#### PERINTAH TUGAS
Lanjutkan artikel tentang aturan baru kolom agama di Pakistan, dimulai tepat setelah kalimat terakhir yang ditampilkan.

#### BACAAN YANG DIBERIKAN
* * * * *

Menuju konten utama

Aturan Baru Kolom Agama Ancam Minoritas Pakistan

Sejak 1974 Parlemen Pakistan memutuskan bahwa Ahmadiyah masuk golongan non-Muslim

Aturan Baru Kolom Agama Ancam Minoritas Pakistan
Antrean warga di kantor National Database & Registration Authority (NADRA) untuk foto dan wawancara sebagai syarat mendapatkan kartu identitas penduduk di Islamabad, Pakistan. REUTERS/Faisal Mahmood

tirto.id - Pengadilan Tinggi Islamabad, Pakistan pada Jumat (9/3) lalu mengesahkan sebuah peraturan baru. Para warga yang ingin mengajukan pembuatan KTP diwajibkan mencantumkan agama yang dianut. Kolom agama juga harus tersedia di akta kelahiran, daftar pemilihan umum dan paspor.

“Pemerintah Pakistan akan mengambil langkah khusus guna memastikan adanya keterangan (agama) yang benar dari semua warga negara,” jelas Hakim Shaukat Aziz Siddiqui dalam putusannya, dilansir dari Reuters.

Peraturan tersebut wajib diikuti oleh warga yang hendak melamar pekerjaan di lingkungan pemerintahan seperti pegawai negeri, militer, guru hingga lembaga peradilan. Ditegaskan bahwa calon pegawai negeri harus dengan jelas menyatakan iman mereka kepada siapa. Keputusan lainnya yang lebih rinci bakal dikeluarkan di kemudian hari.

Sepintas aturan tersebut tampak sepele, terlebih bagi penduduk Pakistan yang mayoritas beragama Islam tentu tak sulit untuk mengakui apa yang mereka anut dan imani. Tapi masalahnya, selama ini reputasi Pakistan sangat dekat dengan konflik sektarian. Pencantuman kolom agama di dokumen identitas bakal menuai problem baru.

Pakistan adalah rumah bagi kelompok minoritas seperti Hindu, Kristen, Sikh hingga Syiah dan Ahmadiyah. Data dari CIA World Factbook (2010) menyebut pemeluk Islam ada 96,4 persen dengan komposisi Sunni 85 – 90 persen dan sisanya Syiah 10-15 persen. Minoritas lainnya termasuk Kristen dan Hindu membentuk populasi gabungan hanya sebesar 3,6 persen.

Sudah sejak tahun 1974 Parlemen Pakistan memutuskan secara sepihak bahwa Ahmadiyah masuk golongan non-Muslim. Jika dihubungkan dengan aturan kolom agama di pengurusan KTP, maka praktis para pemeluk Ahmadiyah tak dapat lagi menuliskan keyakinannya sebagai seorang Muslim. Penggunaan simbol Islam turut dilarang dan jika semuanya dilanggar para Ahmadiyah harus bersiap menerima tuduhan penistaan agama.

* * * * *

#### MATERI YANG DIBERIKAN

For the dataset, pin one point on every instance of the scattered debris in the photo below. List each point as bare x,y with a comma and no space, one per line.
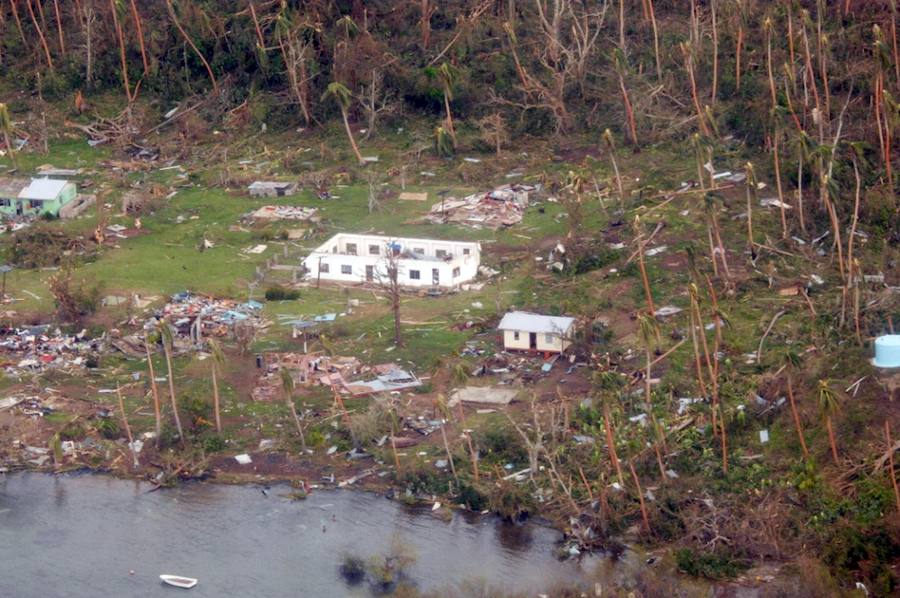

* * * * *

#### JAWABAN LATIHAN
Times of India menyebutkan putusan pengisian kolom agama dikaitkan dengan kemenangan besar para kelompok garis keras di Pakistan. Para ulama garis keras menuduh bahwa selama ini penganut Ahmadiyah menyembunyikan identitas kepercayaan agar bisa masuk ke beberapa pekerjaan sensitif. Solusi yang mereka ajukan: siapapun yang menjabat di lingkungan pemerintahan wajib hukumnya mencantumkan agama.

Reaksi negatif ditunjukkan oleh perwakilan Human Rights Watch, Saroop Ijaz. Ia menyebut bahwa hakim “tidak hanya menyerang kebebasan beragama setiap orang di Pakistan, tetapi juga berfokus pada satu kelompok tertentu, yaitu Ahmadiyah.”

Sektarianisme Pakistan

Agama adalah perkara rumit di Pakistan. Alih-alih membawa kedamaian, agama di Pakistan telah membuat nyawa jadi barang murah sebagaimana yang terlihat dalam rentetan kasus kekerasan.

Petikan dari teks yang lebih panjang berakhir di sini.